Problem to work on: Set down exactly the lines from the one containing "the snow bank" through the last line of the records below, both included, and nothing else.

Free-text object descriptions:
__________________________________________________
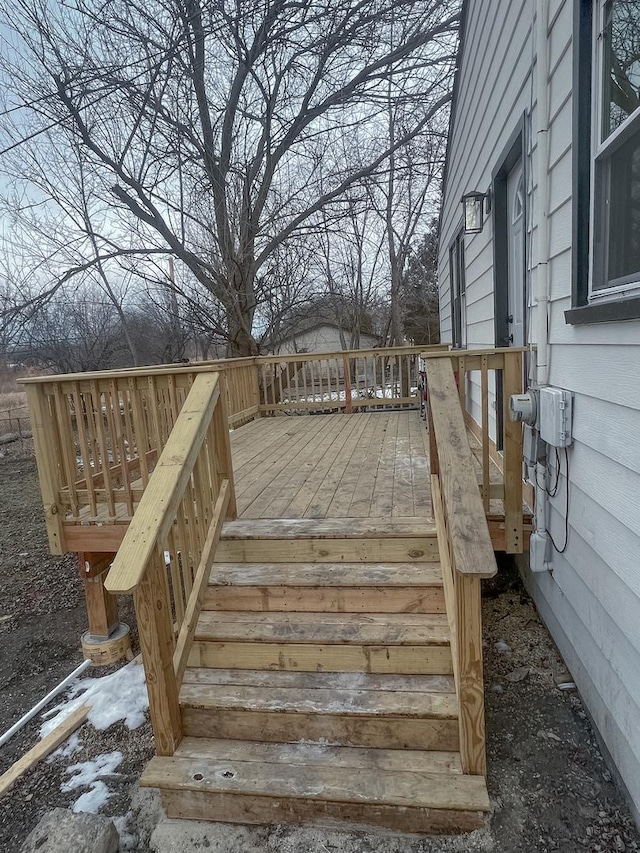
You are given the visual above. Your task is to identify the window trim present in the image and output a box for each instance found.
[566,0,640,324]
[449,229,466,349]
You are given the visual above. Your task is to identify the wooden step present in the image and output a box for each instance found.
[180,669,459,750]
[205,561,445,613]
[140,738,489,833]
[215,518,438,564]
[220,518,437,539]
[187,612,453,674]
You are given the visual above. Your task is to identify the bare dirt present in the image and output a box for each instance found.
[0,453,639,852]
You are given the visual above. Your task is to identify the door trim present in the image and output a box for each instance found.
[491,114,526,450]
[492,114,527,349]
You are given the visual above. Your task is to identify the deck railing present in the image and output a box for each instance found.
[104,372,236,755]
[425,356,498,776]
[423,347,526,554]
[22,360,257,553]
[259,344,447,413]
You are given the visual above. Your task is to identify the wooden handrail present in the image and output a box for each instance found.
[426,356,499,778]
[424,347,525,553]
[106,372,221,594]
[102,371,236,757]
[426,357,496,579]
[421,345,529,359]
[258,344,446,364]
[20,362,221,385]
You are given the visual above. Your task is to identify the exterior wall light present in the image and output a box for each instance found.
[461,190,491,234]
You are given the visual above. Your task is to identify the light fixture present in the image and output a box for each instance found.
[461,190,490,234]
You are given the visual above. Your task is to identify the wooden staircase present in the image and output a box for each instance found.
[140,519,491,832]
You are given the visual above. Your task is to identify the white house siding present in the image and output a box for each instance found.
[272,326,378,356]
[439,0,640,821]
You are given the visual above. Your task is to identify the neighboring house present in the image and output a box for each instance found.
[266,322,379,356]
[438,0,640,822]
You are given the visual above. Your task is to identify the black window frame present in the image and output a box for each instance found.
[565,0,640,325]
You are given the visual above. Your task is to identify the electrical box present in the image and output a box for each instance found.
[539,387,573,447]
[523,424,546,466]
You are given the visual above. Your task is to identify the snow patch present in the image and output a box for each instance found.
[70,781,112,814]
[113,813,138,850]
[62,750,123,791]
[62,750,123,815]
[47,732,82,763]
[40,661,148,738]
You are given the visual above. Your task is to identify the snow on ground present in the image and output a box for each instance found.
[113,812,138,850]
[37,661,149,816]
[70,780,112,814]
[47,731,82,762]
[61,750,123,813]
[40,660,148,738]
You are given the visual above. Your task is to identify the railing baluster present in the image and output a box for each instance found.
[128,378,150,488]
[91,380,116,520]
[481,355,490,513]
[73,381,97,518]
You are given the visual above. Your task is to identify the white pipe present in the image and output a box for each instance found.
[535,0,550,387]
[0,659,92,748]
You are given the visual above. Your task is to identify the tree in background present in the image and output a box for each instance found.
[401,220,440,345]
[0,0,458,355]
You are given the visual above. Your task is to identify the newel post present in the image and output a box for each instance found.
[24,384,66,555]
[133,550,182,756]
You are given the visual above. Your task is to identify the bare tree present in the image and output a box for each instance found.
[0,0,458,355]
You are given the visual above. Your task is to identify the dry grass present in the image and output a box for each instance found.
[0,363,29,414]
[0,390,27,414]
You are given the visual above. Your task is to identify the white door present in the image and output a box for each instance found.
[506,164,526,347]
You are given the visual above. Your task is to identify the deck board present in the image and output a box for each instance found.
[231,412,432,520]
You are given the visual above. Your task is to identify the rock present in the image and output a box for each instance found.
[506,666,530,683]
[20,808,119,853]
[495,639,511,653]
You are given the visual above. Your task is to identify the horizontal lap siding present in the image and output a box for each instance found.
[441,0,640,818]
[532,0,640,820]
[439,0,533,345]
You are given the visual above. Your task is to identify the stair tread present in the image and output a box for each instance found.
[179,679,458,718]
[182,668,456,693]
[209,561,443,587]
[194,611,450,645]
[173,737,462,774]
[140,742,489,812]
[221,518,436,540]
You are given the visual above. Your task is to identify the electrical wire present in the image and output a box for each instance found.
[546,445,570,554]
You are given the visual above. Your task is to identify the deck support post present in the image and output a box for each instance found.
[78,552,119,639]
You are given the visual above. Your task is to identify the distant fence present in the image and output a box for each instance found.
[0,406,33,453]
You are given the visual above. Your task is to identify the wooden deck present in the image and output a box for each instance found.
[60,410,528,554]
[23,348,531,834]
[232,412,431,520]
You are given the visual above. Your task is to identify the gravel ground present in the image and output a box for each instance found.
[0,453,639,852]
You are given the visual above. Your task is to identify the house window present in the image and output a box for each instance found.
[449,231,467,347]
[592,0,640,297]
[566,0,640,324]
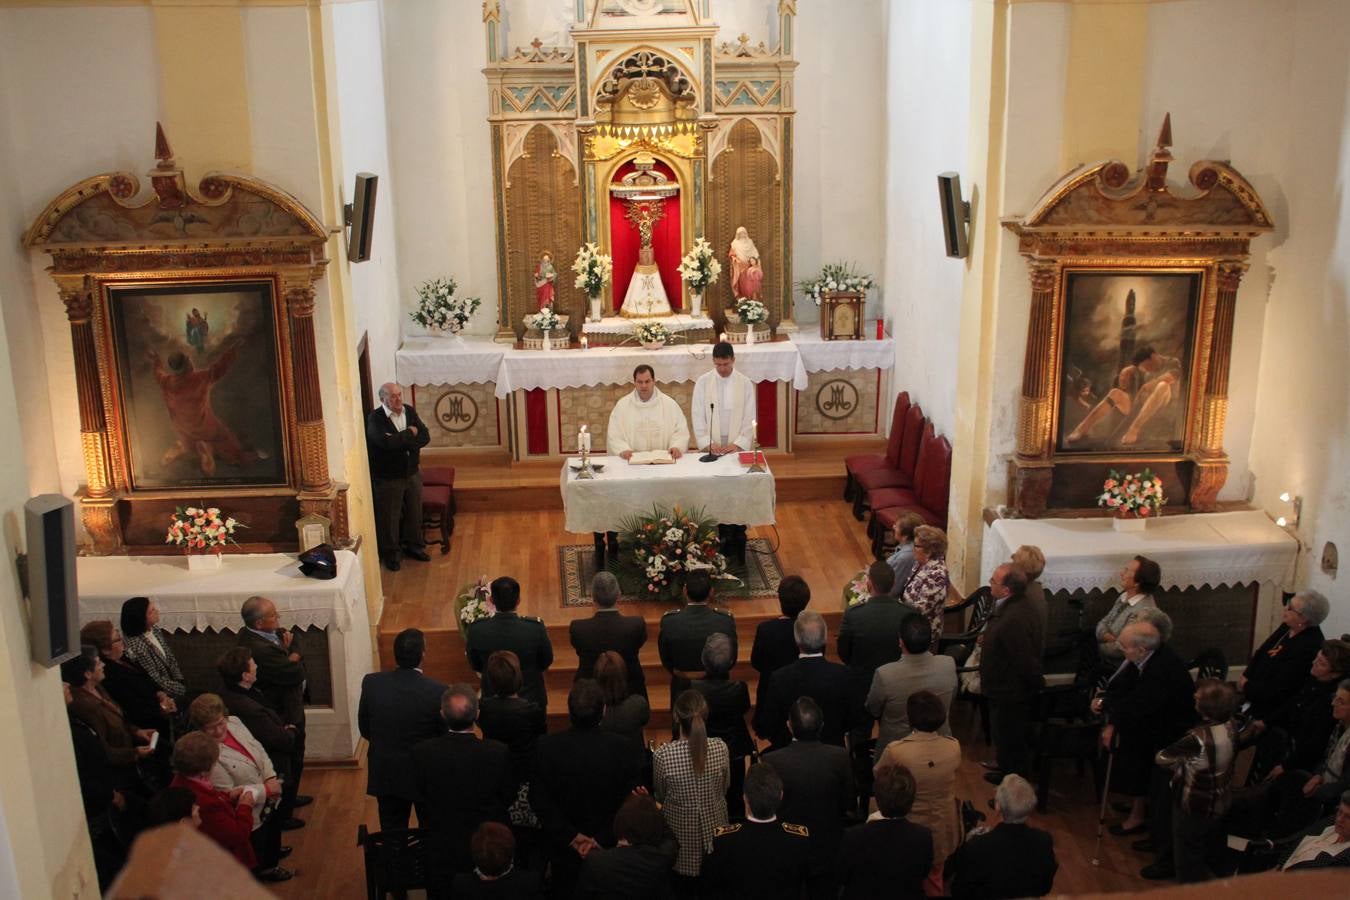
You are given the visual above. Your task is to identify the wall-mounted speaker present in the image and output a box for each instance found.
[24,494,79,667]
[937,172,971,259]
[344,172,379,263]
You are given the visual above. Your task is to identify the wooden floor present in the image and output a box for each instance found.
[272,447,1161,897]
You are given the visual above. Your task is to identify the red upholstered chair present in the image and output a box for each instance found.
[870,430,952,557]
[420,466,456,555]
[843,391,910,503]
[852,404,925,520]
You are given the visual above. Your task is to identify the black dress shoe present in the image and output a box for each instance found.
[256,867,295,883]
[979,760,1001,770]
[383,555,401,572]
[1140,861,1175,880]
[1109,822,1147,836]
[982,771,1006,786]
[293,795,314,808]
[1132,838,1157,853]
[280,817,306,831]
[279,846,293,859]
[403,546,431,562]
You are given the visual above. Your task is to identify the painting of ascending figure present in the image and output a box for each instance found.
[1056,272,1200,454]
[109,281,288,488]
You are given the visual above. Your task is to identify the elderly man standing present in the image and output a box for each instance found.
[570,571,648,698]
[366,382,432,572]
[237,595,311,829]
[944,774,1058,898]
[867,614,958,760]
[980,565,1045,785]
[691,342,756,564]
[756,611,855,750]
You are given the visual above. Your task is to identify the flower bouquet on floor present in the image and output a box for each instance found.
[166,506,245,570]
[455,576,494,630]
[1098,468,1166,531]
[410,276,480,335]
[842,570,869,609]
[614,505,735,603]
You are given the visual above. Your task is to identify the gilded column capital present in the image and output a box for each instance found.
[1029,263,1057,294]
[1216,261,1247,293]
[284,284,317,319]
[61,288,95,323]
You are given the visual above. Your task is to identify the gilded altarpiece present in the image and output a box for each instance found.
[24,130,347,554]
[1002,119,1273,517]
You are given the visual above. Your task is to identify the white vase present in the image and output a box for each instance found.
[589,296,602,322]
[1112,515,1147,533]
[542,330,552,352]
[690,292,703,318]
[187,552,223,571]
[745,325,756,345]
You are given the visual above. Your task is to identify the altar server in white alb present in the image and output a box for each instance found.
[691,342,756,565]
[691,341,756,455]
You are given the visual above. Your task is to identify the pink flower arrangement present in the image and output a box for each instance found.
[1097,469,1166,518]
[165,506,244,552]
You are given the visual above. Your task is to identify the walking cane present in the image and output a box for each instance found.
[1091,735,1117,867]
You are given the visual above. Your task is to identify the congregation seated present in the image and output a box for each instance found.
[120,596,188,704]
[690,632,753,819]
[1242,590,1331,723]
[63,648,160,796]
[596,650,651,775]
[874,690,961,883]
[944,774,1057,898]
[577,794,678,899]
[80,620,177,734]
[750,574,810,720]
[755,610,856,750]
[187,693,291,882]
[901,525,951,651]
[836,762,932,899]
[1279,790,1350,871]
[654,689,730,889]
[168,731,257,870]
[450,821,545,899]
[1243,637,1349,782]
[700,763,811,899]
[1094,556,1160,666]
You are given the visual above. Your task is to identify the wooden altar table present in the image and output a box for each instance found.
[76,550,373,761]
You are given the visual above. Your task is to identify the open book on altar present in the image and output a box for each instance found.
[627,450,676,465]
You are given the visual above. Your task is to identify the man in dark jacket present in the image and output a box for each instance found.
[701,763,811,899]
[755,611,856,749]
[577,795,678,898]
[1242,590,1330,721]
[570,571,648,698]
[980,564,1045,784]
[466,576,554,711]
[836,762,932,899]
[217,646,297,786]
[366,381,432,571]
[658,569,736,698]
[944,774,1058,898]
[358,628,447,830]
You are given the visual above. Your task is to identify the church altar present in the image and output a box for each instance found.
[75,550,373,761]
[562,453,776,534]
[581,313,715,346]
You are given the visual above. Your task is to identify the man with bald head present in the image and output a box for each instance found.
[367,381,432,571]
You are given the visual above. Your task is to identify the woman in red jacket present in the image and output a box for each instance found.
[168,731,257,870]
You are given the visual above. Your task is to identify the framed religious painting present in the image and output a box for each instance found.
[1054,270,1201,455]
[106,280,290,490]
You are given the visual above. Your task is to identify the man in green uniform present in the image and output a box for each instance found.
[701,763,811,898]
[466,576,554,711]
[658,569,736,698]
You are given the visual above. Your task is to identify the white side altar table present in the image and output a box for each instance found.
[562,454,776,533]
[76,550,373,761]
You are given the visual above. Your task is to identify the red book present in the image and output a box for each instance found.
[738,451,766,466]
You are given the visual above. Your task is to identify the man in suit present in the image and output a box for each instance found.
[358,628,447,830]
[701,763,811,899]
[531,680,640,896]
[944,774,1058,898]
[763,698,854,899]
[658,569,736,698]
[237,595,310,828]
[755,611,856,750]
[366,381,432,572]
[836,762,932,899]
[866,613,958,759]
[570,571,648,698]
[466,576,554,711]
[980,564,1045,785]
[752,575,811,717]
[410,684,514,879]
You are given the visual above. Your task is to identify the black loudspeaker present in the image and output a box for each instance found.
[24,494,79,667]
[344,172,379,263]
[937,172,971,259]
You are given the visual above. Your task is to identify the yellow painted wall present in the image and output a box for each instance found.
[1060,1,1147,170]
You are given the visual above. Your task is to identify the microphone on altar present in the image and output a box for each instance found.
[699,401,719,462]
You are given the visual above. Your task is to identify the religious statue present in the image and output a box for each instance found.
[534,252,557,310]
[612,153,678,319]
[728,226,763,301]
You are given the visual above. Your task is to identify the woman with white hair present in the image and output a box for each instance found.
[943,774,1058,898]
[1242,590,1330,722]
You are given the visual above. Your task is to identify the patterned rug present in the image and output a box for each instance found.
[559,539,784,608]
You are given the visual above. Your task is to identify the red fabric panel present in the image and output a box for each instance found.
[869,487,920,509]
[755,380,778,448]
[844,454,889,477]
[885,392,911,466]
[898,405,925,479]
[911,422,938,488]
[858,466,913,492]
[525,388,549,456]
[608,159,683,312]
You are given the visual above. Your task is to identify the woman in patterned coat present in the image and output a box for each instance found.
[653,689,729,891]
[902,526,951,652]
[120,596,187,701]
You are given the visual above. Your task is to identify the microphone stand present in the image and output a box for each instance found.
[699,401,719,462]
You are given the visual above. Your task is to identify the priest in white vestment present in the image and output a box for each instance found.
[606,365,690,460]
[691,341,756,455]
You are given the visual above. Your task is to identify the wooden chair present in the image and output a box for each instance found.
[1027,629,1108,812]
[357,825,432,900]
[421,465,456,554]
[940,586,995,744]
[853,403,924,520]
[844,391,909,502]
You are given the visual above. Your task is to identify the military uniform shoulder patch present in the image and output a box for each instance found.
[525,615,544,624]
[782,822,810,837]
[662,608,680,616]
[713,823,742,837]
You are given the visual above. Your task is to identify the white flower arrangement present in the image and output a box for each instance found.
[636,321,671,345]
[799,263,876,306]
[1097,468,1166,517]
[456,577,495,627]
[676,237,722,292]
[165,505,245,551]
[843,570,869,608]
[736,298,769,325]
[572,242,613,298]
[410,276,481,333]
[526,306,563,332]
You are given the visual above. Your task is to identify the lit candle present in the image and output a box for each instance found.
[752,418,758,442]
[719,332,728,343]
[579,424,590,453]
[580,335,589,350]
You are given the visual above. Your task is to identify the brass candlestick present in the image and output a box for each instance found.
[575,445,596,480]
[747,436,766,474]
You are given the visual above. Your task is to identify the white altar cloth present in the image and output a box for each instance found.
[397,335,506,386]
[980,510,1298,594]
[495,340,809,398]
[793,329,895,372]
[76,551,373,761]
[561,453,776,533]
[581,313,714,335]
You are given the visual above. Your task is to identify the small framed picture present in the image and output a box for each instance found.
[296,513,331,551]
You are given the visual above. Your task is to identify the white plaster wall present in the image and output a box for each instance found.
[330,0,405,390]
[711,0,778,47]
[382,0,499,336]
[881,0,972,440]
[792,0,887,326]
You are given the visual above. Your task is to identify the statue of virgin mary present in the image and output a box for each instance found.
[728,227,763,300]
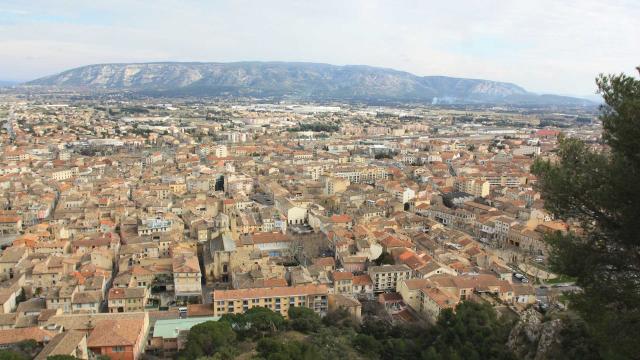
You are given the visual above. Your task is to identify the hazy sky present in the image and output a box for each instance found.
[0,0,638,95]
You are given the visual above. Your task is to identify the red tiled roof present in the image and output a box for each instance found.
[313,257,335,267]
[0,327,56,345]
[352,274,372,286]
[330,214,352,223]
[187,304,214,317]
[331,271,354,281]
[87,318,144,347]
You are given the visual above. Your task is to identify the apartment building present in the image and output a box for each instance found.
[454,178,490,198]
[368,264,412,293]
[212,284,329,318]
[331,271,354,295]
[329,166,388,184]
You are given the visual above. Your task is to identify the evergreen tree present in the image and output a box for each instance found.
[531,70,640,359]
[178,321,237,359]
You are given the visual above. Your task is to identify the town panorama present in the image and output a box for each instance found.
[0,85,603,359]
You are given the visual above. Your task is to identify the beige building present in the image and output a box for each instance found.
[455,178,490,198]
[419,287,459,322]
[0,247,27,281]
[212,284,328,318]
[331,271,354,295]
[71,290,103,313]
[368,264,412,293]
[328,294,362,323]
[108,287,149,313]
[173,253,202,303]
[0,216,22,235]
[323,176,350,196]
[397,278,430,310]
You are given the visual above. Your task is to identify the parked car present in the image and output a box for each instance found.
[514,273,529,283]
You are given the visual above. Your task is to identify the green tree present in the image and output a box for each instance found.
[352,334,383,359]
[16,340,38,353]
[308,327,357,360]
[256,338,321,360]
[430,302,514,360]
[321,308,358,329]
[531,71,640,359]
[244,307,285,337]
[179,321,237,359]
[0,351,28,360]
[47,356,81,360]
[221,307,285,339]
[288,306,322,333]
[357,302,513,360]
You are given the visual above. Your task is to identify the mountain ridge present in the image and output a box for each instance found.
[26,61,592,105]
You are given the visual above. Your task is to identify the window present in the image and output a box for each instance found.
[113,346,125,352]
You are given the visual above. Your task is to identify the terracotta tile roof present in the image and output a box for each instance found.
[0,313,16,327]
[401,278,430,290]
[262,278,288,287]
[536,129,559,137]
[71,290,103,304]
[342,256,367,264]
[187,304,214,317]
[37,309,59,323]
[172,254,200,273]
[465,247,483,257]
[108,287,146,300]
[87,318,144,347]
[0,216,21,223]
[393,308,419,323]
[243,232,290,244]
[131,266,154,276]
[380,235,412,249]
[421,287,459,309]
[34,331,86,360]
[352,274,373,286]
[0,327,56,345]
[331,271,354,281]
[313,257,335,267]
[378,292,403,303]
[330,214,352,223]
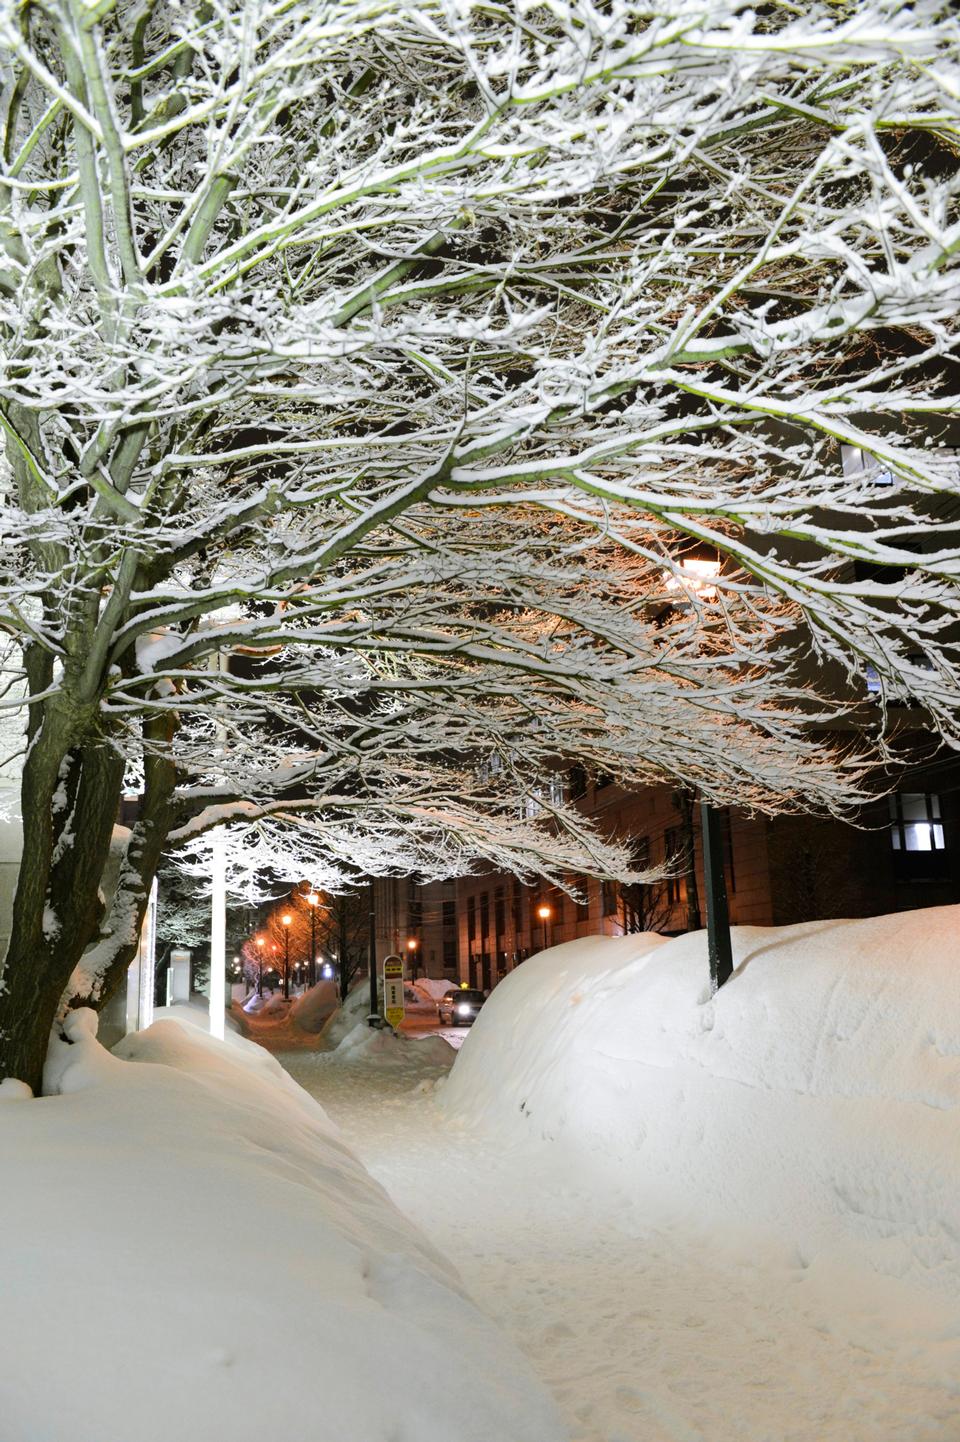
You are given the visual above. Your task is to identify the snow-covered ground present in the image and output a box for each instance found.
[5,909,960,1442]
[270,910,960,1442]
[0,1008,564,1442]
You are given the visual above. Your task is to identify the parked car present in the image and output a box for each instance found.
[437,988,486,1027]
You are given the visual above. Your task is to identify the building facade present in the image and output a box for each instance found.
[381,747,960,992]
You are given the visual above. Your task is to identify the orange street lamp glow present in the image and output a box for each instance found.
[536,904,552,952]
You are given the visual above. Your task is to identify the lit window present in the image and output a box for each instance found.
[841,445,893,486]
[889,793,944,853]
[865,665,881,696]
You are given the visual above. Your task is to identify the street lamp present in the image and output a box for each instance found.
[255,935,265,996]
[536,903,552,953]
[282,914,292,999]
[406,936,419,979]
[307,890,319,988]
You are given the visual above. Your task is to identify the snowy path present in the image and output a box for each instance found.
[269,1042,960,1442]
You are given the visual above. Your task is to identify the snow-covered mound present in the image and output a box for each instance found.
[336,1021,454,1067]
[403,983,438,1013]
[412,976,456,1002]
[290,978,339,1033]
[241,990,273,1014]
[153,1000,242,1035]
[0,1010,564,1442]
[320,978,374,1047]
[442,912,960,1291]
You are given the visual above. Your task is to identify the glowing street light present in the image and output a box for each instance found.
[405,935,420,979]
[660,555,721,602]
[306,890,320,988]
[536,903,552,953]
[255,935,265,996]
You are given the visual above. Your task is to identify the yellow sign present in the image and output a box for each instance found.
[382,955,405,1028]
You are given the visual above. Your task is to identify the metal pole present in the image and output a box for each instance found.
[701,801,733,992]
[368,885,378,1023]
[283,928,290,999]
[209,830,226,1039]
[208,648,227,1041]
[310,904,316,989]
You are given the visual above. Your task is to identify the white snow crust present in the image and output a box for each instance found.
[0,1009,565,1442]
[441,912,960,1290]
[289,977,339,1032]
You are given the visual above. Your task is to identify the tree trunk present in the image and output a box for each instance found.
[0,707,175,1090]
[0,734,125,1091]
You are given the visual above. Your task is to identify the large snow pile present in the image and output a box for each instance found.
[153,1000,242,1035]
[289,977,339,1033]
[335,1021,454,1067]
[403,983,438,1013]
[441,911,960,1292]
[319,977,375,1046]
[412,976,456,1002]
[0,1011,565,1442]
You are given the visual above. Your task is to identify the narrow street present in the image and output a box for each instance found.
[264,1032,960,1442]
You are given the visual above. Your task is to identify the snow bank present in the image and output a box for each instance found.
[442,912,960,1292]
[0,1011,565,1442]
[290,977,339,1033]
[412,976,455,1002]
[336,1021,454,1067]
[153,1000,242,1034]
[403,983,438,1013]
[319,978,374,1046]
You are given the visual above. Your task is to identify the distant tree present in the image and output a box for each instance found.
[1,1,958,1089]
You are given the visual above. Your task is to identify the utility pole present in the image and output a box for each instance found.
[701,801,733,992]
[208,651,227,1040]
[368,883,378,1024]
[338,905,348,1004]
[307,890,319,988]
[282,912,292,999]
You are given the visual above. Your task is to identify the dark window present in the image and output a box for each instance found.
__________________________________________________
Result for this exercise:
You are given the visual above. Your task is to identify the snow bank present in the image and output a box for each instance found.
[442,912,960,1292]
[0,1011,565,1442]
[290,977,339,1033]
[412,976,455,1002]
[336,1021,454,1067]
[153,1000,242,1034]
[403,983,438,1013]
[319,978,374,1046]
You are given the visual above. Your task is to identify the distant tree present in the image and output a box for each instance found.
[1,1,958,1089]
You are given the visual above. Your task is to identify the utility pole present in the image and output a box for each instance found.
[701,801,733,992]
[208,651,227,1040]
[368,883,378,1024]
[338,905,348,1004]
[307,890,319,988]
[282,912,292,999]
You are given the visual above. Your task is to identify the dark window present in the image and output a box for each instance found.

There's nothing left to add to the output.